Data entries:
## Start
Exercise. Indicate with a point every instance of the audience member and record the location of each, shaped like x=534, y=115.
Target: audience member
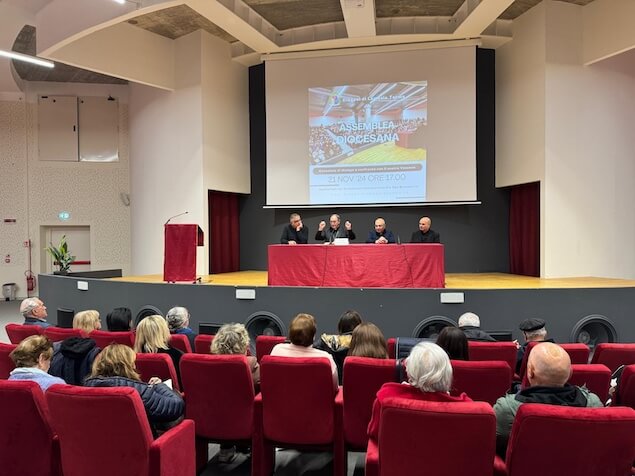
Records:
x=295, y=233
x=470, y=324
x=119, y=319
x=380, y=235
x=454, y=342
x=334, y=231
x=301, y=334
x=548, y=370
x=425, y=234
x=337, y=344
x=115, y=367
x=429, y=378
x=368, y=341
x=32, y=359
x=34, y=312
x=179, y=323
x=153, y=337
x=534, y=330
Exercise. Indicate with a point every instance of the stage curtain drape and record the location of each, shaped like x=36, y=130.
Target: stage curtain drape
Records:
x=224, y=232
x=524, y=229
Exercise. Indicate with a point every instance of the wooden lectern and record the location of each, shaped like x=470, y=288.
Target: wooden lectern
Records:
x=179, y=257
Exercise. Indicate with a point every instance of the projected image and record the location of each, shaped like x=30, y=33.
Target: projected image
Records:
x=367, y=143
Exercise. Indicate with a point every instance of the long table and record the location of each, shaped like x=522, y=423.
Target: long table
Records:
x=357, y=266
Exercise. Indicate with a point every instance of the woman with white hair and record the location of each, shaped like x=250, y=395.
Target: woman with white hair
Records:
x=429, y=378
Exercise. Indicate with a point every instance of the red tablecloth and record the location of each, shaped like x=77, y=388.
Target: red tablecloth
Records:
x=357, y=266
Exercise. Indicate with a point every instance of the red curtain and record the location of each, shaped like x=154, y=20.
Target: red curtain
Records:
x=224, y=232
x=524, y=229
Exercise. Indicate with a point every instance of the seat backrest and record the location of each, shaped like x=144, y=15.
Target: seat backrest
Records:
x=157, y=365
x=363, y=377
x=626, y=387
x=181, y=342
x=26, y=439
x=579, y=353
x=483, y=381
x=418, y=437
x=614, y=355
x=105, y=338
x=57, y=334
x=18, y=332
x=570, y=440
x=298, y=400
x=264, y=344
x=220, y=395
x=505, y=351
x=6, y=363
x=90, y=421
x=595, y=377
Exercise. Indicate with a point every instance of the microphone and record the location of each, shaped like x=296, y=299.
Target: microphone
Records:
x=175, y=216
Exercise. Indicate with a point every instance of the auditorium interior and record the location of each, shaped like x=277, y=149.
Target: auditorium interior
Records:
x=220, y=114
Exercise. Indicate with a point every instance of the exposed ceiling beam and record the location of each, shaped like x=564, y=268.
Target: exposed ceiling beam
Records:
x=474, y=16
x=359, y=16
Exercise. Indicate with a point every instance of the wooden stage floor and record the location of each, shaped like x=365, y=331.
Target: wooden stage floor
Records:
x=452, y=280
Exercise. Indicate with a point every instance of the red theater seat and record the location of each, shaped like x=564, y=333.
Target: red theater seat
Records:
x=6, y=364
x=19, y=332
x=418, y=437
x=296, y=409
x=484, y=381
x=614, y=355
x=57, y=334
x=105, y=338
x=264, y=344
x=157, y=365
x=549, y=440
x=203, y=343
x=28, y=445
x=105, y=431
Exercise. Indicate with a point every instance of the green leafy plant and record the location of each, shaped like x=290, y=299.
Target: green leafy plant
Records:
x=60, y=254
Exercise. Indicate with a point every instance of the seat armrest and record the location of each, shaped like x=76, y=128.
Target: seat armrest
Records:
x=174, y=451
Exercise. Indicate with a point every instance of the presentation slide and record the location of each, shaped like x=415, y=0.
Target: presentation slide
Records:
x=366, y=143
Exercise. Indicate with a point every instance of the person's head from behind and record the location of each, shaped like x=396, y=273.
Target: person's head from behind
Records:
x=152, y=334
x=368, y=341
x=302, y=330
x=469, y=319
x=178, y=318
x=429, y=368
x=548, y=365
x=349, y=320
x=454, y=341
x=33, y=307
x=231, y=339
x=34, y=351
x=116, y=360
x=119, y=319
x=87, y=321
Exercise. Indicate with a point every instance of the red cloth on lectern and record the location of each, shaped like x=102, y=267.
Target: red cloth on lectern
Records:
x=179, y=262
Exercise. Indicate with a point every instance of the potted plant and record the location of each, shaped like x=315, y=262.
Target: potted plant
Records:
x=61, y=256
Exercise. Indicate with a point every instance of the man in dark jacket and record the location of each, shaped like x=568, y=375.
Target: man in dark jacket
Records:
x=470, y=324
x=73, y=359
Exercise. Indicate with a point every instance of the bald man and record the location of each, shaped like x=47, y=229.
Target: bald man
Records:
x=548, y=370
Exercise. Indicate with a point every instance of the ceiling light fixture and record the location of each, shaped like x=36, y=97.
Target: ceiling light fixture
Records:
x=27, y=58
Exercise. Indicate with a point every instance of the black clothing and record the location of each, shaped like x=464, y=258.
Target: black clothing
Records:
x=429, y=236
x=289, y=233
x=475, y=333
x=329, y=234
x=73, y=359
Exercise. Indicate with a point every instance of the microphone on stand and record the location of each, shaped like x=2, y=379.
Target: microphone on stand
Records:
x=175, y=216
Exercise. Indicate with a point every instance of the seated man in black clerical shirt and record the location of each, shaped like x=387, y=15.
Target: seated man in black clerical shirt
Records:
x=295, y=233
x=425, y=234
x=335, y=230
x=380, y=235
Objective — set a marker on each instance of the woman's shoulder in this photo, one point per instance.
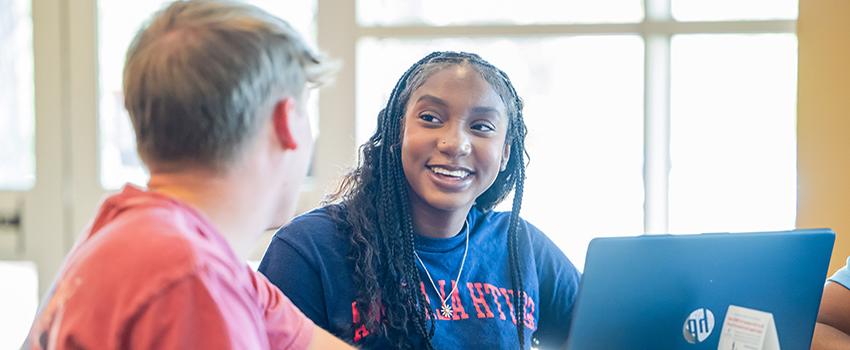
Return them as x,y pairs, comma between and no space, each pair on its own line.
320,226
502,219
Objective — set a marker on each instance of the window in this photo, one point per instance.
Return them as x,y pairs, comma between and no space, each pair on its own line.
17,134
644,116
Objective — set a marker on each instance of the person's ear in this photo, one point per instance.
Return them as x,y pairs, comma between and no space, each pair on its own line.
506,156
281,117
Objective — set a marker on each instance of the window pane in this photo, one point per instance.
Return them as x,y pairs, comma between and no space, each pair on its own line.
118,23
18,300
584,111
733,133
720,10
450,12
17,136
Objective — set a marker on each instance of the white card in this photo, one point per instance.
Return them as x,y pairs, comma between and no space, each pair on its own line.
748,329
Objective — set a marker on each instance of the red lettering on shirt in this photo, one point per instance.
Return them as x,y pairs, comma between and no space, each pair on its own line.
359,332
529,314
458,313
478,300
508,293
494,291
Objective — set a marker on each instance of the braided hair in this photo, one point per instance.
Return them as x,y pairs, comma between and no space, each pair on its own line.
377,214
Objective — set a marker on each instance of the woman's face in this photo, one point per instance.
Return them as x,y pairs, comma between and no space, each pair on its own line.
453,142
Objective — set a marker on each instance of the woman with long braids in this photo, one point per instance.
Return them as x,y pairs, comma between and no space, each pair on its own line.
409,252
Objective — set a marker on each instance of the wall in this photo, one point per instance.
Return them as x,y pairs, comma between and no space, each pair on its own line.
823,120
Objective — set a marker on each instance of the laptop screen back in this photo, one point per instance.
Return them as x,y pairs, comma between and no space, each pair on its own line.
642,292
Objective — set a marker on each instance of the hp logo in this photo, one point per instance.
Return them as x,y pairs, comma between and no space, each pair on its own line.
698,326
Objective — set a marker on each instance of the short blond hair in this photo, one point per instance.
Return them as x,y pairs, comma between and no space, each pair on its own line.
197,74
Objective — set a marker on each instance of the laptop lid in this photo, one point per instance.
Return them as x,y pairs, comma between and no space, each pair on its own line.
638,292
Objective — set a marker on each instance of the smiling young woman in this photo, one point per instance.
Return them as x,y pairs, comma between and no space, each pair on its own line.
409,253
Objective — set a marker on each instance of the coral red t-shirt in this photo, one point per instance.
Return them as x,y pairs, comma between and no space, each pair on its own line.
154,273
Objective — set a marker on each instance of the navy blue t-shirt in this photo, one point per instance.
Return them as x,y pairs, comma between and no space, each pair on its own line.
307,260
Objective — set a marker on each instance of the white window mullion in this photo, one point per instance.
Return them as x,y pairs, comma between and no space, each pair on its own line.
656,118
656,132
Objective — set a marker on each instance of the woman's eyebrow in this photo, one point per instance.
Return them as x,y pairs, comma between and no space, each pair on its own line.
484,110
433,99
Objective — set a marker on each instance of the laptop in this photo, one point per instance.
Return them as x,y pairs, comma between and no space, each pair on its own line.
657,291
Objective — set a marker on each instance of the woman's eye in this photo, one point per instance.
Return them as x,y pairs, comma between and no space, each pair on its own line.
429,118
483,127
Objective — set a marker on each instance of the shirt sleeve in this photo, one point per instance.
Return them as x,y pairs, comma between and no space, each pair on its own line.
290,271
559,281
286,326
207,313
842,276
184,315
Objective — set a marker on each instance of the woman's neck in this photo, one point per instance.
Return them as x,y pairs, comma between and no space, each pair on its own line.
436,223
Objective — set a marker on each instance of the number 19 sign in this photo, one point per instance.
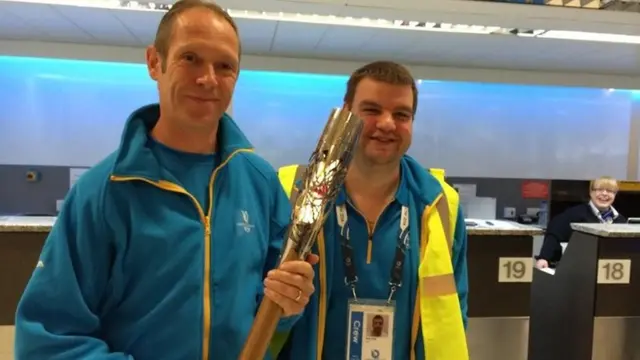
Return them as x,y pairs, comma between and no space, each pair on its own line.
515,269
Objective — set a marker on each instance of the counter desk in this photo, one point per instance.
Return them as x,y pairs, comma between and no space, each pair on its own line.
21,240
587,307
500,265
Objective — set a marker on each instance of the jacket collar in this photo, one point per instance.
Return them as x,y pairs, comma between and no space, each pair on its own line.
414,181
135,158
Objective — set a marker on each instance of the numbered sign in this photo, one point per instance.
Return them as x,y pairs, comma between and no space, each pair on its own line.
515,269
614,271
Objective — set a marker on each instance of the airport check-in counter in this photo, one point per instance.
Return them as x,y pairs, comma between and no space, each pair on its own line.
588,307
500,266
21,240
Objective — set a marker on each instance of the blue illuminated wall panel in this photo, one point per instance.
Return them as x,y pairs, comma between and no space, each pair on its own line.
71,113
66,112
470,129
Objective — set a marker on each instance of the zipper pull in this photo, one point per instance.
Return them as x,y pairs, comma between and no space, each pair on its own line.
207,226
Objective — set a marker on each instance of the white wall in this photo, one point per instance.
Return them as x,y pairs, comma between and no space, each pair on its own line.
472,129
136,55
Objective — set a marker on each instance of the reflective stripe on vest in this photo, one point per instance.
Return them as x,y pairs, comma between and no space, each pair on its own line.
437,304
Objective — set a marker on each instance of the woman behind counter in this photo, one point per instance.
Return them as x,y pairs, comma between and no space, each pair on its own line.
598,210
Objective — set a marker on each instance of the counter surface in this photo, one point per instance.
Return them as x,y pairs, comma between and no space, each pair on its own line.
474,226
609,230
500,228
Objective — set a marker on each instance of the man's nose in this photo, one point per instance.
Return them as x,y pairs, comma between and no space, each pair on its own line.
385,122
208,78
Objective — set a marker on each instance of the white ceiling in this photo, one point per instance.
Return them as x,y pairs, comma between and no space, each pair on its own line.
59,23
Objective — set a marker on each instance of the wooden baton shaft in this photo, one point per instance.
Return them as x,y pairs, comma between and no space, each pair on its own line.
265,323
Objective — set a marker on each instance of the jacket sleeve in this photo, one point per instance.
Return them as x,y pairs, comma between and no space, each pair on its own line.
558,230
58,315
280,218
460,264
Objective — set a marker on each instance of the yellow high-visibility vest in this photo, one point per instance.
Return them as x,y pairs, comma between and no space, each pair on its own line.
437,308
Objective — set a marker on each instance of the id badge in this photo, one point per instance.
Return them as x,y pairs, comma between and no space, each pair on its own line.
370,330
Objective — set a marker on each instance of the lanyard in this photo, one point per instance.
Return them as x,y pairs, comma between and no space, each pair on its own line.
351,277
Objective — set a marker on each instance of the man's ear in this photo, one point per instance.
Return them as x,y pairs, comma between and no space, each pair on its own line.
154,62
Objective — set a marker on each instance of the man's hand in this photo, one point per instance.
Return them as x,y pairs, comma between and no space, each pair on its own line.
542,264
291,285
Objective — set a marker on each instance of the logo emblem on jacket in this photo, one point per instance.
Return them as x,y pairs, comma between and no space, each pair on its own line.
244,222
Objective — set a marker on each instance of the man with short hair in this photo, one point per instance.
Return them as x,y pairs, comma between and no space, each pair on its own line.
161,250
377,326
394,244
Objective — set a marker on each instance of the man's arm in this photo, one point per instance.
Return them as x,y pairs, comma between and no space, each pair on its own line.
460,264
279,225
58,315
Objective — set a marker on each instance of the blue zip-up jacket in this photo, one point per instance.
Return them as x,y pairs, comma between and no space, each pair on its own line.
136,268
417,189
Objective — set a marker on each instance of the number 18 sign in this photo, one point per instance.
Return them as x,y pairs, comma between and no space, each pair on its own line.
614,271
515,269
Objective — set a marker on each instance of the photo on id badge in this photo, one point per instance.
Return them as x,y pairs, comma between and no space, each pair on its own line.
370,331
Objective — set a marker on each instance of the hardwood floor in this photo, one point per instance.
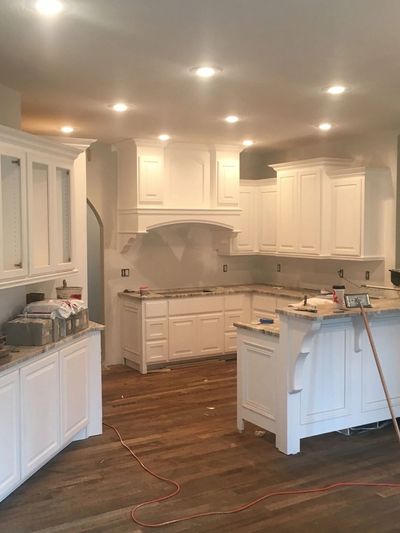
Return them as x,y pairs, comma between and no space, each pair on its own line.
166,418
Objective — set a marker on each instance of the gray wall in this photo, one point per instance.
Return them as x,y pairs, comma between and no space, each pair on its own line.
10,107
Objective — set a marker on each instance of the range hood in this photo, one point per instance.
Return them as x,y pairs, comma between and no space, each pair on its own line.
179,183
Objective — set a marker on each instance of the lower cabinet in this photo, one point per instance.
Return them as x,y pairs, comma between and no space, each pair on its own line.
9,431
40,402
44,405
74,390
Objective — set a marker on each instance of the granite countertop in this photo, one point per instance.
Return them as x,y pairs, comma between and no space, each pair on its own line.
20,354
266,329
186,292
329,312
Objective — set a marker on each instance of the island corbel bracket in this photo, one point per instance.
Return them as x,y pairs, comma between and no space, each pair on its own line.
301,336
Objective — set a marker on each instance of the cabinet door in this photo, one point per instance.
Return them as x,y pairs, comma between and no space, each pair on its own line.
245,240
13,222
74,389
346,216
9,432
182,337
287,223
63,217
131,331
150,176
40,412
40,214
210,334
267,214
227,182
309,212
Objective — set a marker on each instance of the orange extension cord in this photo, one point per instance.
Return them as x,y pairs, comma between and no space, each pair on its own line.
238,509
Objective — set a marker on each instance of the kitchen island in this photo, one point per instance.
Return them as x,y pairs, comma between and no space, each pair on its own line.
314,372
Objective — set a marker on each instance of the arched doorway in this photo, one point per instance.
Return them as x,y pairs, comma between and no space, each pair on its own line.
95,264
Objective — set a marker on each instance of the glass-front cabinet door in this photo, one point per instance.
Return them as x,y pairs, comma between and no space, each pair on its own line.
63,218
40,214
13,223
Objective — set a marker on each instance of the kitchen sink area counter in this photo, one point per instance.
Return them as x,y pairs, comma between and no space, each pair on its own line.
188,292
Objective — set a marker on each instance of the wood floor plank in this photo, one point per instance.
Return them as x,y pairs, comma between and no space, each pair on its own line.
166,418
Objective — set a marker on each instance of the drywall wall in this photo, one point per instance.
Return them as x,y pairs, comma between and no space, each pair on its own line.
174,256
377,150
10,107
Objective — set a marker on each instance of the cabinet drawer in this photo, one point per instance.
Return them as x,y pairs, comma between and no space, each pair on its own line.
200,304
156,351
230,342
155,309
156,328
234,302
264,302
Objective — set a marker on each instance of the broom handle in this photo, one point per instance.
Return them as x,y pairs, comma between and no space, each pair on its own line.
378,364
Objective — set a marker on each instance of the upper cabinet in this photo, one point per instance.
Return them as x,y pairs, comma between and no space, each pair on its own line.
356,212
322,208
13,219
36,208
166,184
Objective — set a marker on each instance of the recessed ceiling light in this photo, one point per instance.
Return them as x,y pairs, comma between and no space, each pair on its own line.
119,107
231,119
49,8
325,126
206,72
336,89
67,129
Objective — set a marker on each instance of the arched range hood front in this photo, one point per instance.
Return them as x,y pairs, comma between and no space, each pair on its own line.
176,184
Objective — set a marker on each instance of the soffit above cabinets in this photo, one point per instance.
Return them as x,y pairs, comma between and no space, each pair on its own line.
179,183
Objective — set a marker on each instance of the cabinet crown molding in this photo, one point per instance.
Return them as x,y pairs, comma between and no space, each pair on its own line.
315,162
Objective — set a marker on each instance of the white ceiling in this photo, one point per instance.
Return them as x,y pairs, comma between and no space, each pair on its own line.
276,56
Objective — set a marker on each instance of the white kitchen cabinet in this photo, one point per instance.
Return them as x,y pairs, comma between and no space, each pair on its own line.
64,219
309,211
210,334
150,168
287,222
245,240
41,213
225,178
40,405
74,389
182,337
131,331
45,403
13,221
37,201
299,211
9,431
267,216
357,212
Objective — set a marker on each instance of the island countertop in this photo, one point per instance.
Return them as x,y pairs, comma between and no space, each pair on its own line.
329,312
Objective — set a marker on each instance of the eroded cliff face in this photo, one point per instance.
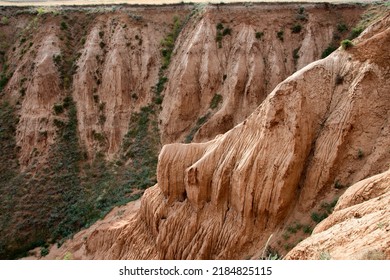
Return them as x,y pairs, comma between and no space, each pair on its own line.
324,128
359,226
86,84
230,59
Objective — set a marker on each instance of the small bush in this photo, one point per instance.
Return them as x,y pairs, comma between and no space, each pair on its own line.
328,51
296,28
58,109
44,251
338,185
356,32
346,44
360,154
280,35
339,80
307,229
215,101
259,35
342,27
63,25
227,31
317,217
325,256
4,20
295,54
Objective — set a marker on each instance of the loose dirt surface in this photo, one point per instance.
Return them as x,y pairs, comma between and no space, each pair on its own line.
150,2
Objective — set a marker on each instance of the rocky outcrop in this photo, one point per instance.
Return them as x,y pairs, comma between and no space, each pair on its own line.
241,62
359,227
325,127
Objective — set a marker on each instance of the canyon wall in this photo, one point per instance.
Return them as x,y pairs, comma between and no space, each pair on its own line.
315,138
89,94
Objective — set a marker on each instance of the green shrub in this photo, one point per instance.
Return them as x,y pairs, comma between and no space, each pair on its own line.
342,27
4,20
296,28
280,35
338,185
307,229
58,109
63,25
339,80
356,32
346,44
259,35
227,31
295,54
44,251
328,51
318,217
217,98
360,154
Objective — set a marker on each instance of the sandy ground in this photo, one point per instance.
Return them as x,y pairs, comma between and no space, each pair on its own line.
150,2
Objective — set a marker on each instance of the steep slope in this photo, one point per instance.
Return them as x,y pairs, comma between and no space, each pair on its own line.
230,59
325,127
88,92
359,226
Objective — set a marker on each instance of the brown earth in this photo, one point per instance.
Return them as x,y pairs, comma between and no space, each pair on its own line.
86,86
321,130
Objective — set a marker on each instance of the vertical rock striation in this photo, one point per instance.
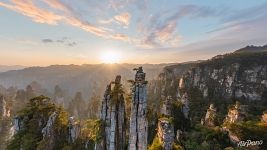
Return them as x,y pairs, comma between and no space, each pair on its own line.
165,125
185,105
166,133
113,115
236,113
74,130
138,120
210,117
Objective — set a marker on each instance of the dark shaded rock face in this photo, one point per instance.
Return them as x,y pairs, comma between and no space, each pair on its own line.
4,110
113,114
166,133
236,113
74,130
264,117
165,126
230,76
210,117
138,120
## End
Given exercise
Rewrite the records from the line that contains "Objective — set a marker on each instance of the vertical" through the end of the records, inclusive, with every "photo" replaced by "image" and nothing else changed. Leave the pictures out of your answer.

Written response
Objective — set a marker on each instance of the vertical rock striation in this image, one point per instance.
Return them as x,y pairs, comma between and no space, each pair on its own line.
165,125
185,105
166,133
113,115
236,113
74,130
138,120
210,117
Objective — set a marker on each instance of the dark shaded rock face in this image, one point per instance.
Return them as x,y pairs, comma between and no space, each pair on its own line.
4,110
113,114
166,133
236,113
74,130
264,117
165,126
230,76
210,117
138,120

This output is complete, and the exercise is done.